• RECORDS FOR PROCESSING:
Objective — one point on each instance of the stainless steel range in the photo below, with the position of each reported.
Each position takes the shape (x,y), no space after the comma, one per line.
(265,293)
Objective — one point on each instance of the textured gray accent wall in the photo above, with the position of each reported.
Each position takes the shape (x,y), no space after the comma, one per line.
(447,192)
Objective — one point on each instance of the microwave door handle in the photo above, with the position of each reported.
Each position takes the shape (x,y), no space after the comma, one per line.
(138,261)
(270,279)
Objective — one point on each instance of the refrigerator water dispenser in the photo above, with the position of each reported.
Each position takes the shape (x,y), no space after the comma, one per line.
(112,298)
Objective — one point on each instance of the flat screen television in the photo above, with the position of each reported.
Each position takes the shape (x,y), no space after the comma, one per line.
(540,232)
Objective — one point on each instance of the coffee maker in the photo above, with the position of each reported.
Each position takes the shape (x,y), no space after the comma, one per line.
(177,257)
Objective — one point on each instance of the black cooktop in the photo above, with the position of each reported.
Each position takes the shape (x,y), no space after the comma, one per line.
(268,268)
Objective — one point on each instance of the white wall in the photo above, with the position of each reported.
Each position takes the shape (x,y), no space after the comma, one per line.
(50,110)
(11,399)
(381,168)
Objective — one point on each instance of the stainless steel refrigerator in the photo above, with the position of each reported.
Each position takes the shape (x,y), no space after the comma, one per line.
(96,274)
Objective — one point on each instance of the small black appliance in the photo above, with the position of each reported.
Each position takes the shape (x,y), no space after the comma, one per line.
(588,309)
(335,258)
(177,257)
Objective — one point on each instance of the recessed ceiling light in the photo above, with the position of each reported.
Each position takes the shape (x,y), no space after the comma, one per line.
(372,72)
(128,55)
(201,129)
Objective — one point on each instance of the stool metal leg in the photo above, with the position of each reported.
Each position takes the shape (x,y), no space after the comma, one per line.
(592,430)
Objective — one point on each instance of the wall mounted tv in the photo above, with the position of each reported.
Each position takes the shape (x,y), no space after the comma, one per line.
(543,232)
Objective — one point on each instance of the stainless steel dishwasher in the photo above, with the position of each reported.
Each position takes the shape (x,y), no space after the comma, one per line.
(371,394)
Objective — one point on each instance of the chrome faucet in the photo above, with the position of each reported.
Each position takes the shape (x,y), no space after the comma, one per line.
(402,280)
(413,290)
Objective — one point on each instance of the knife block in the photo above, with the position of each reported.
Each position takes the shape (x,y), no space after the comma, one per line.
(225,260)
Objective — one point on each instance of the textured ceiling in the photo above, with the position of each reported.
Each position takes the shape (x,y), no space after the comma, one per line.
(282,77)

• DIRECTIONS FOR THIS TASK:
Would you report every line of the entries above containing the word "ceiling"?

• TASK RESPONSE:
Objective — one point on each instance of the recessed ceiling light in the photo above, with the position of each reported.
Objective — one point on each instance of the textured ceiling in the photo above, with the position of each reported.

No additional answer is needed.